[Data entries]

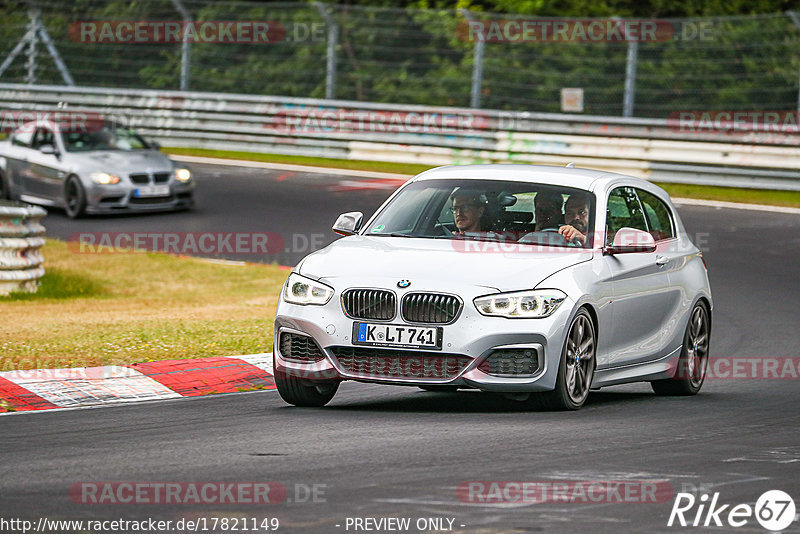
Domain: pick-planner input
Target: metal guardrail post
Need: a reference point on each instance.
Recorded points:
(630, 77)
(186, 46)
(20, 243)
(796, 20)
(477, 64)
(33, 31)
(333, 41)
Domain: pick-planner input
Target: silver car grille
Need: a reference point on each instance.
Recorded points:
(434, 308)
(143, 178)
(511, 362)
(391, 363)
(300, 348)
(376, 304)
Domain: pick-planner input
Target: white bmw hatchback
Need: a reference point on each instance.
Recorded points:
(529, 281)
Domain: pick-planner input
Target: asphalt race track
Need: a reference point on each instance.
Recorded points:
(379, 451)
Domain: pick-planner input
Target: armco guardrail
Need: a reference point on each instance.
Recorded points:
(661, 150)
(20, 247)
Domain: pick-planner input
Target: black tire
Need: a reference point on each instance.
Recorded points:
(575, 369)
(305, 393)
(439, 389)
(74, 198)
(693, 362)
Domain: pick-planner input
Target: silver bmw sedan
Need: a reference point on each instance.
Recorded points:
(537, 283)
(90, 167)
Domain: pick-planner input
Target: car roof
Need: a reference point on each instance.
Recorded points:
(588, 179)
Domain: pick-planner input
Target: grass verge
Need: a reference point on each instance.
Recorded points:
(104, 309)
(704, 192)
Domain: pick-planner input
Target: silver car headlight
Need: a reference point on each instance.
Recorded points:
(104, 178)
(531, 304)
(302, 290)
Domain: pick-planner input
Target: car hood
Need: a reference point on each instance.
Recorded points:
(436, 262)
(121, 161)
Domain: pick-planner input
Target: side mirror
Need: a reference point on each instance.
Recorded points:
(48, 149)
(629, 240)
(348, 223)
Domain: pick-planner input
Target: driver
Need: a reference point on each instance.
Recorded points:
(547, 207)
(576, 213)
(468, 208)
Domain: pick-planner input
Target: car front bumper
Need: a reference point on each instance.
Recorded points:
(472, 335)
(122, 197)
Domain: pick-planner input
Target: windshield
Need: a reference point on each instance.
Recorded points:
(520, 212)
(108, 137)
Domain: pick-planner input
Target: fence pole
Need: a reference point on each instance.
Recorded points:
(186, 46)
(796, 20)
(630, 78)
(333, 41)
(477, 63)
(33, 31)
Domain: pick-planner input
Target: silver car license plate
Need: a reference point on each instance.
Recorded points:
(393, 335)
(152, 191)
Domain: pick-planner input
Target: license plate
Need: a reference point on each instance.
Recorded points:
(393, 335)
(152, 191)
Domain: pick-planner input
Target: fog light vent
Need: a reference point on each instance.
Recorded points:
(511, 362)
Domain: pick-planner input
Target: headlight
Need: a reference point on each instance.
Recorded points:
(521, 304)
(104, 178)
(302, 290)
(183, 175)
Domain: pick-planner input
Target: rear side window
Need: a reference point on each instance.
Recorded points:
(624, 211)
(659, 217)
(22, 138)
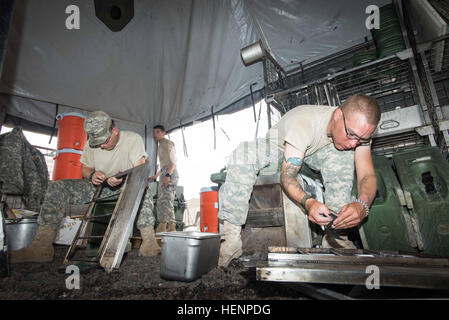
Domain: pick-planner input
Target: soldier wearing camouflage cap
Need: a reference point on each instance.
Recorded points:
(107, 152)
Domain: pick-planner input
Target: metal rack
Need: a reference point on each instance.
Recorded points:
(432, 61)
(398, 82)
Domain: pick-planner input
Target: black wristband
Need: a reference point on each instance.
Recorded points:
(304, 199)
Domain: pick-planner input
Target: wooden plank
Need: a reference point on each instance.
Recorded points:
(122, 221)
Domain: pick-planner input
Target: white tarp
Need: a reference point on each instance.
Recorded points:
(173, 61)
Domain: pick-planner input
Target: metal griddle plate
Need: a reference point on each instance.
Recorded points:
(349, 266)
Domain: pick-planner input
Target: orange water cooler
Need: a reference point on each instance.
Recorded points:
(209, 210)
(71, 141)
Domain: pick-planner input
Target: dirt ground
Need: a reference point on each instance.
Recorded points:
(137, 278)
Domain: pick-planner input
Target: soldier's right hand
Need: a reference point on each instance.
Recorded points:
(98, 178)
(319, 213)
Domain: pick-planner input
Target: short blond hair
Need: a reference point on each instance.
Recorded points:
(364, 104)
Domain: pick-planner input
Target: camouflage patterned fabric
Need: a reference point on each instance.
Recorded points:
(23, 169)
(243, 167)
(63, 193)
(337, 169)
(166, 197)
(97, 126)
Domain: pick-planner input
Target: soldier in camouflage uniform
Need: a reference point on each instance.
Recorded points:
(23, 170)
(107, 152)
(167, 182)
(333, 140)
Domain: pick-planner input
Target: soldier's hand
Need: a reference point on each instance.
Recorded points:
(113, 181)
(98, 178)
(318, 212)
(350, 216)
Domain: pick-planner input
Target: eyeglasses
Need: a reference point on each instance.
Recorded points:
(352, 136)
(107, 141)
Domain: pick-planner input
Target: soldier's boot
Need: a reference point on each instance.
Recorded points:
(149, 246)
(39, 250)
(231, 247)
(171, 227)
(162, 227)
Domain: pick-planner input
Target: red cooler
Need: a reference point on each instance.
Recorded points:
(209, 210)
(71, 134)
(67, 164)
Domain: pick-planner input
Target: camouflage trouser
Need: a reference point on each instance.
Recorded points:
(337, 169)
(166, 197)
(243, 167)
(63, 193)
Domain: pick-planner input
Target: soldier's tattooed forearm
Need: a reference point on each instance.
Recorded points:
(289, 181)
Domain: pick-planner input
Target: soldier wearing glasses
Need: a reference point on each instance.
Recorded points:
(333, 140)
(108, 152)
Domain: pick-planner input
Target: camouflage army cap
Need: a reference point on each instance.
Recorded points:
(97, 126)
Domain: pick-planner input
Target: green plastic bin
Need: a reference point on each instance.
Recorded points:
(424, 176)
(388, 226)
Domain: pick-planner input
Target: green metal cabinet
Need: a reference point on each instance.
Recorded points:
(424, 176)
(388, 226)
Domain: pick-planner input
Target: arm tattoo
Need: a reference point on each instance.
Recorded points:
(289, 180)
(295, 161)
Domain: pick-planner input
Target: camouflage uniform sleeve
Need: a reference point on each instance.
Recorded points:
(137, 149)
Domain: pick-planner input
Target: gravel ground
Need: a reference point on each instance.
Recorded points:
(137, 278)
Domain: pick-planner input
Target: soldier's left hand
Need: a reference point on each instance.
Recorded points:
(113, 181)
(166, 182)
(349, 216)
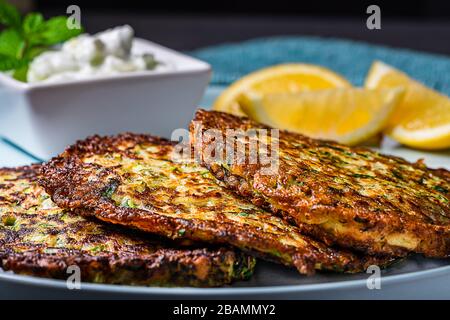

*STATED GOAL*.
Display each line of the data above that contains the word "black". Case is significant.

*EXERCISE SOLUTION*.
Target: black tire
Target: black wristband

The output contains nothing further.